It is true that a minority of parents, particularly of children on the autistic continuum, are unhappy with the treatment their disabled children receive at school. According to the Council for Disabled Children many who have opted for special school claim to be refugees from the mainstream system where their child was bullied or their needs were not met.
Since 2002 all schools have been under a legal duty to eradicate disability related harassment against disabled pupils, and yet according to the Equality and Human Rights Commission Triennial Review-How Equal is Britain (2010) , 80% say they have experienced bullying at school. Since 2002, all schools have been under a legal duty to make reasonable adjustments for disabled pupils in admission, education and associated services and exclusion. Yet exclusion of disabled pupils are 9 times higher than non-disabled pupils and 20 times higher for those on School Action Plus. This is clear evidence of a lack of training and whole school provision to accommodate disabled pupils. Despite rhetoric and policies from the last Government about inclusion, over the last 13 years there were more children in separate segregated settings because of their SEN or impairment than when they came to power.

There were of course many schools where there was an inclusive ethos , positive attitudes and good inclusive practice-around 20% according to OFSTED (2004). A larger number of mainstream schools around 60% were adequate but with much room for improvement. 20% were not implementing inclusive practice. Much of this poor practice results from the old deficit model, as viewing the problem within the child and their impairment-medical model thinking. The good practice is in schools which are prepared to change and adapt policies, practices and curricula, to accommodate different styles and types of learning and assessment. Such schools also have a leadership whose ethos is informed by equalities and inclusion, where staff are supported in resources, staffing and training disability equality from a social model. Interestingly, neither the Education Bill nor the Green Paper address this success of inclusive education or analyses how to make it more widespread and effective, in line with international treaty requirements, such as Article 24 of the UN Convention on the Rights of People with Disabilities. In addition, the Green Paper says the Government will make it more difficult for parents to choose a mainstream school for their disabled children, bringing back caveats to Section 316 of the 1996 Education Act, which were dropped in the 2001 Act. Therefore, the cost of mainstream education and the appropriateness will be reintroduced, bringing back the position of ‘compulsory segregation’ against the wishes of parent and child that existed before 2002. This fits in with the new harsh approach to exclusion with no appeal, which will lead to an increase in the exclusion of disabled pupils. Already there is much evidence of a disproportionate number of disabled pupils being excluded from Academies.

> _Records shown_:
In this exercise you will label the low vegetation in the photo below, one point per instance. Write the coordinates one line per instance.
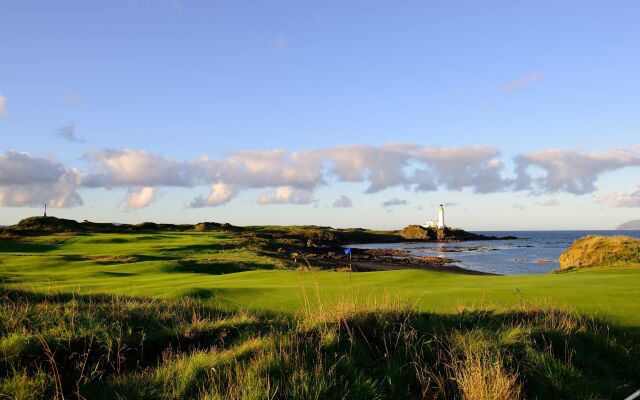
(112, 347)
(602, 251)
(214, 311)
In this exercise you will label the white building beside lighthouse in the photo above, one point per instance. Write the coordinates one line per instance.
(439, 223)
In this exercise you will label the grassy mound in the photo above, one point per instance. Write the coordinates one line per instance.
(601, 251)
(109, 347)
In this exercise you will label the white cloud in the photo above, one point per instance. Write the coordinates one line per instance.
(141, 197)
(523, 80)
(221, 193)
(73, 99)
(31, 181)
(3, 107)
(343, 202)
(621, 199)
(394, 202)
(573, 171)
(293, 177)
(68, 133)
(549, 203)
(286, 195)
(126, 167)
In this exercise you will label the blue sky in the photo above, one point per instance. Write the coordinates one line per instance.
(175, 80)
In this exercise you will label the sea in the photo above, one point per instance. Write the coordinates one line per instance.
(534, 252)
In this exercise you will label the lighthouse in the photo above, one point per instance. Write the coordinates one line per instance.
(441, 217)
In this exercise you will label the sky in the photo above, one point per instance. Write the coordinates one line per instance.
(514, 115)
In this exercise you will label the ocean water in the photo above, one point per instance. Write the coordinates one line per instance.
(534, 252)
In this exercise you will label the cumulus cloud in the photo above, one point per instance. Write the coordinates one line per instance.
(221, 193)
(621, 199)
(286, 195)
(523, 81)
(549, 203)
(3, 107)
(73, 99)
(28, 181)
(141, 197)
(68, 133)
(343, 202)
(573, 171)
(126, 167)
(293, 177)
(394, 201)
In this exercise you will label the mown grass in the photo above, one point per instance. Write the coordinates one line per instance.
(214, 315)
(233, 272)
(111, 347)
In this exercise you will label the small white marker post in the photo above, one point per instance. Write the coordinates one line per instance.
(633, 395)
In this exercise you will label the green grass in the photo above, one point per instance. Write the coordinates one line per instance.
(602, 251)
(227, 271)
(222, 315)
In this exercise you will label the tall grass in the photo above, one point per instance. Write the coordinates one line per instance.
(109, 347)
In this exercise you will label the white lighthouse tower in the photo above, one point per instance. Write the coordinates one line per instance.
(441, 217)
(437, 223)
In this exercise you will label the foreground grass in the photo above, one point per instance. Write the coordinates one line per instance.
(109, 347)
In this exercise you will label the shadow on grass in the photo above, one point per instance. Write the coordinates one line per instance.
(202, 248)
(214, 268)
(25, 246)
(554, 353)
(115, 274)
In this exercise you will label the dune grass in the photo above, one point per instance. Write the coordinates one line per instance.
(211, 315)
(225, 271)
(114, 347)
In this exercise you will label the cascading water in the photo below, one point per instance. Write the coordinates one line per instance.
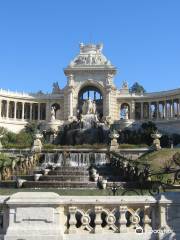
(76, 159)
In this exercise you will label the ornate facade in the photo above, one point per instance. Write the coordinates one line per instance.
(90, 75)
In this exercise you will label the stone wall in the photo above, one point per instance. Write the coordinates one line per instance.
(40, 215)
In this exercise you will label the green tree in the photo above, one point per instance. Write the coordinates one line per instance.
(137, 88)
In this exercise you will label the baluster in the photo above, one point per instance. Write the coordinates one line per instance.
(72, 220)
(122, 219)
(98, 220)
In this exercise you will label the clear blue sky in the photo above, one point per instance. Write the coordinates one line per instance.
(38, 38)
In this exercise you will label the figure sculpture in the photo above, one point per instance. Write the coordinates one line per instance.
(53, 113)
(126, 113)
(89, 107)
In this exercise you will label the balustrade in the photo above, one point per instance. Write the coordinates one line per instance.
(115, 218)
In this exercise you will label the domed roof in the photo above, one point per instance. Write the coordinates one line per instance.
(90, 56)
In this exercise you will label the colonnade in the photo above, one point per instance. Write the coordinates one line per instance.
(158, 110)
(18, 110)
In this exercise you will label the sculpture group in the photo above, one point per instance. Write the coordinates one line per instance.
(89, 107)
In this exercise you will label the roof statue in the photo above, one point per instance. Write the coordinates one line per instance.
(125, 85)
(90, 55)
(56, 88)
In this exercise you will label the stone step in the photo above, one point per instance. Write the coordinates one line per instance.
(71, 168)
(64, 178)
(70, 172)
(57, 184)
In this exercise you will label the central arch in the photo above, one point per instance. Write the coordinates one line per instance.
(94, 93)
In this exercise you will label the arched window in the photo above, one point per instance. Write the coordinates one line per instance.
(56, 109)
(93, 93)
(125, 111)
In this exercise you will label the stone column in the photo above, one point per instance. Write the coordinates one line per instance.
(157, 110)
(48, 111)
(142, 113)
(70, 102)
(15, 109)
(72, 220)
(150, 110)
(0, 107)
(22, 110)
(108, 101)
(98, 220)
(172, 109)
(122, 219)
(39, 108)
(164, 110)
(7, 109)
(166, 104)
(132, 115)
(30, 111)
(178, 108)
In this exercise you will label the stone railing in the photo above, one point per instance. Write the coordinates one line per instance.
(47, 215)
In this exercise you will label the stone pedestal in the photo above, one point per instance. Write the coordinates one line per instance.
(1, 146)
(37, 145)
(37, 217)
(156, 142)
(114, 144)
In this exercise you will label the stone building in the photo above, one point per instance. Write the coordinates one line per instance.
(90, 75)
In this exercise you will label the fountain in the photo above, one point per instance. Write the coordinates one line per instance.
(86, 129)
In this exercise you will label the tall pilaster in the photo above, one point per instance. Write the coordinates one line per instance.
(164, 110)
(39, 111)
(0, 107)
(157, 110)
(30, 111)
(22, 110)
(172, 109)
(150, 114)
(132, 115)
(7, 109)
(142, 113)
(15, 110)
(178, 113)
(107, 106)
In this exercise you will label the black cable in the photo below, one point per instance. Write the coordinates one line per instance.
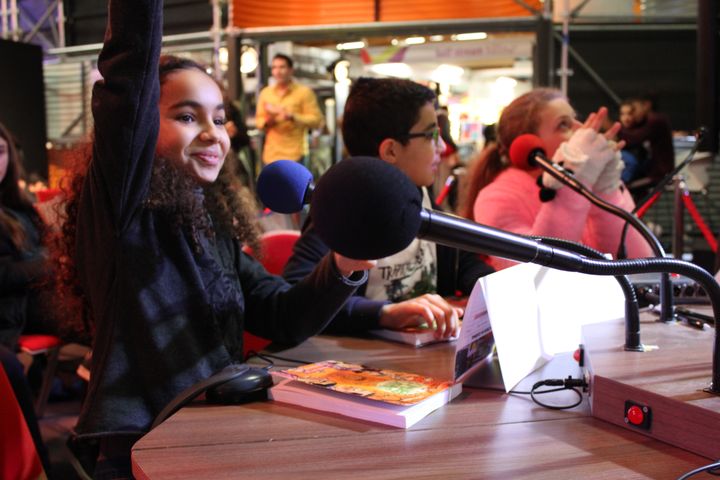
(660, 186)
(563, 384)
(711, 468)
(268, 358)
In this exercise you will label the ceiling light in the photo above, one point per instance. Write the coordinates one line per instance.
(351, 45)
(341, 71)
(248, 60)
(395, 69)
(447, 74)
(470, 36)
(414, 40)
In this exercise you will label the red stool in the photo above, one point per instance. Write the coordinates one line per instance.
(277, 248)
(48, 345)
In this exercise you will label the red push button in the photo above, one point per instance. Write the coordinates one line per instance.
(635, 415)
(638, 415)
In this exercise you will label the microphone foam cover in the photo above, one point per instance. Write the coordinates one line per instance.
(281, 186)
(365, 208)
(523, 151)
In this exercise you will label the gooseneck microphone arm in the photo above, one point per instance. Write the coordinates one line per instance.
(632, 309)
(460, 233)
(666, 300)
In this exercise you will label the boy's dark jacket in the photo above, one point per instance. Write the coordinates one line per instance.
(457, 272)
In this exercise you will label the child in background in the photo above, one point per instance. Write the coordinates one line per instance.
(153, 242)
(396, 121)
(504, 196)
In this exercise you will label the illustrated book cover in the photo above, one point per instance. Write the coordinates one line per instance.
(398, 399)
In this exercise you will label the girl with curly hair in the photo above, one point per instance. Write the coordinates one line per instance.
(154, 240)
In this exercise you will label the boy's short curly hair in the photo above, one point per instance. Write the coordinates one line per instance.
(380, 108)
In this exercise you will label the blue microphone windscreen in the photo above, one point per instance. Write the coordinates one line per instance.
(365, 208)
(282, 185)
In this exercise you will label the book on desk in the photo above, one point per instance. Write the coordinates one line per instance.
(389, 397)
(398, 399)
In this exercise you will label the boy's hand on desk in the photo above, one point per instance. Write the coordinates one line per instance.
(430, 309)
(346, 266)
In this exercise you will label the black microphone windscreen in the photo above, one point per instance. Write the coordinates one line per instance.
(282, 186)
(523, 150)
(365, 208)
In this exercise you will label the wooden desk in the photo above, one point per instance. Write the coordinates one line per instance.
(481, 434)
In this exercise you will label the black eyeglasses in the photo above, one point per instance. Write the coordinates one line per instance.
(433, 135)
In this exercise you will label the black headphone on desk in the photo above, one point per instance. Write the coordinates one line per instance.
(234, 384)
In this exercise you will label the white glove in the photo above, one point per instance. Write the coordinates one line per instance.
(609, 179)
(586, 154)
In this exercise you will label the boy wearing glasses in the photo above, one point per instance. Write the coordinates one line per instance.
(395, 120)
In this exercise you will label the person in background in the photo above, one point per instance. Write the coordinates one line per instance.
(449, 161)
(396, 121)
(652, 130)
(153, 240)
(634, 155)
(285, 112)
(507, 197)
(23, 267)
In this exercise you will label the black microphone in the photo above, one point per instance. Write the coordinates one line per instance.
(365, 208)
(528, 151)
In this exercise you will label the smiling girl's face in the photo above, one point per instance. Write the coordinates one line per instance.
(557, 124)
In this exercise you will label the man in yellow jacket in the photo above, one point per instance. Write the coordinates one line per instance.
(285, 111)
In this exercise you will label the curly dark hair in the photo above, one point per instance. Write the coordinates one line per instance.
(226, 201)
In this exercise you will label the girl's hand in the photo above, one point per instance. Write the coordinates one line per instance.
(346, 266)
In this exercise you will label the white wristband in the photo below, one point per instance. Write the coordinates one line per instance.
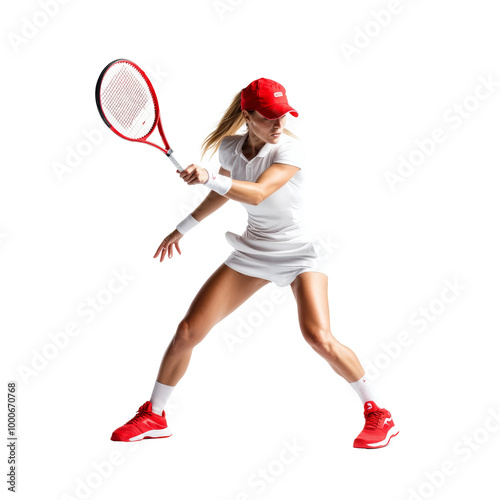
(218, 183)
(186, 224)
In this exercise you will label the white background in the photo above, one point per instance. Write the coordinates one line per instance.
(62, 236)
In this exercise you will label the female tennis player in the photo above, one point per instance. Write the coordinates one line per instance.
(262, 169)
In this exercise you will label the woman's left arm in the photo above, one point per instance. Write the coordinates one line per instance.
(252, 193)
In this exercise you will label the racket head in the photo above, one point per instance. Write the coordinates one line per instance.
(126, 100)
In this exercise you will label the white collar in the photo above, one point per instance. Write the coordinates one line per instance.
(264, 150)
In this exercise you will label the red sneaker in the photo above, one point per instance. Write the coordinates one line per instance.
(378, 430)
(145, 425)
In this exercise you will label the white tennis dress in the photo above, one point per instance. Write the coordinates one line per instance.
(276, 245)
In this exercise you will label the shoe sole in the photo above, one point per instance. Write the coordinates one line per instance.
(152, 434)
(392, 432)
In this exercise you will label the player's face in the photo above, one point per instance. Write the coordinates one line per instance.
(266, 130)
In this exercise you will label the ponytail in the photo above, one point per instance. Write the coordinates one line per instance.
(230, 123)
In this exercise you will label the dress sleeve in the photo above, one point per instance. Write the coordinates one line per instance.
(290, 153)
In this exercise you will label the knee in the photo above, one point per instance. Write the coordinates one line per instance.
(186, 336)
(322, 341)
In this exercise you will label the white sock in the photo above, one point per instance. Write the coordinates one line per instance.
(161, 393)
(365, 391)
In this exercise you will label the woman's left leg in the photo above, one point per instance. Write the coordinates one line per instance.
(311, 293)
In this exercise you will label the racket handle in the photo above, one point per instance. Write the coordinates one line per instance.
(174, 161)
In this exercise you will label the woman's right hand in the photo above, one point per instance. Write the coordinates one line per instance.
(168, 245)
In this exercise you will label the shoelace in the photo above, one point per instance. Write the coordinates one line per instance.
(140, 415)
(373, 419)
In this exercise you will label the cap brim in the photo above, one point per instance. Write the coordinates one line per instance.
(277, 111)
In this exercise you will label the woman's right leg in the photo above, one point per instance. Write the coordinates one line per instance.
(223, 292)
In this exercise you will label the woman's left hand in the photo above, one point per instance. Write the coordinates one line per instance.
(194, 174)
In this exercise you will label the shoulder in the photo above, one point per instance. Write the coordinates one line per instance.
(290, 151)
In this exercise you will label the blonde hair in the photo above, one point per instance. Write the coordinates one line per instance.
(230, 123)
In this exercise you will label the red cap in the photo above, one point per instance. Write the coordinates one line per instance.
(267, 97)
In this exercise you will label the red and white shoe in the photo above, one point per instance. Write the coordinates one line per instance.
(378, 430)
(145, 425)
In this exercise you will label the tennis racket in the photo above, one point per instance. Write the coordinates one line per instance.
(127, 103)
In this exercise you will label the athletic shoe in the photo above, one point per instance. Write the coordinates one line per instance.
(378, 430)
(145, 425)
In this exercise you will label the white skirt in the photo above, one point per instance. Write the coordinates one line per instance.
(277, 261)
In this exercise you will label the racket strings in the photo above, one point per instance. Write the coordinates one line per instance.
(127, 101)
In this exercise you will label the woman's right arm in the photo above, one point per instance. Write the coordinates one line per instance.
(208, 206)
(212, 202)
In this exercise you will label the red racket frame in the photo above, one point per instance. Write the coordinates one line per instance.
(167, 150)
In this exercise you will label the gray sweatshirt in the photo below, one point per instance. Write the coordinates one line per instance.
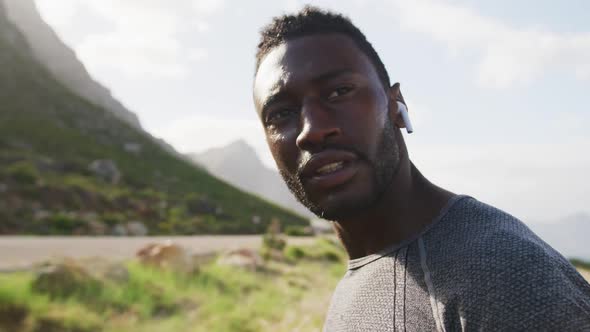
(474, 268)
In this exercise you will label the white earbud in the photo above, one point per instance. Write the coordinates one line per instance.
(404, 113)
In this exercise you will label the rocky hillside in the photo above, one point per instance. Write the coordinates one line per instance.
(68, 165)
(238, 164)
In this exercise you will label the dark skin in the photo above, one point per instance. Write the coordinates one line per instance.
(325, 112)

> _What the task requires_: Extend the text on inclusive schooling for disabled pupils, picking up after its final sentence. The material above stands apart from the text on inclusive schooling for disabled pupils.

> _Answer to the exercise_:
Teachers need more training on how to run inclusive classrooms. Nearly every class has disabled children. The Government are suggesting that the expertise of special schools is key to developing training for mainstream colleagues on how to include disabled children. This is to misunderstand the specialist expertise of special school colleagues, which by its very nature does not fit into the mainstream setting.

The gains made in the development of inclusive education are now under threat by Government. However, good inclusive practice was always initiated and led by teachers and head teachers, seeking greater equality for disabled pupils and students. It will be harder in the coming months and years, but we are engaged in a struggle for the heart and soul of not only our education system but our society. We will need to keep inclusion as one of our goals for a good local school for every child in every area, rather than the inequality of choice and privatisation.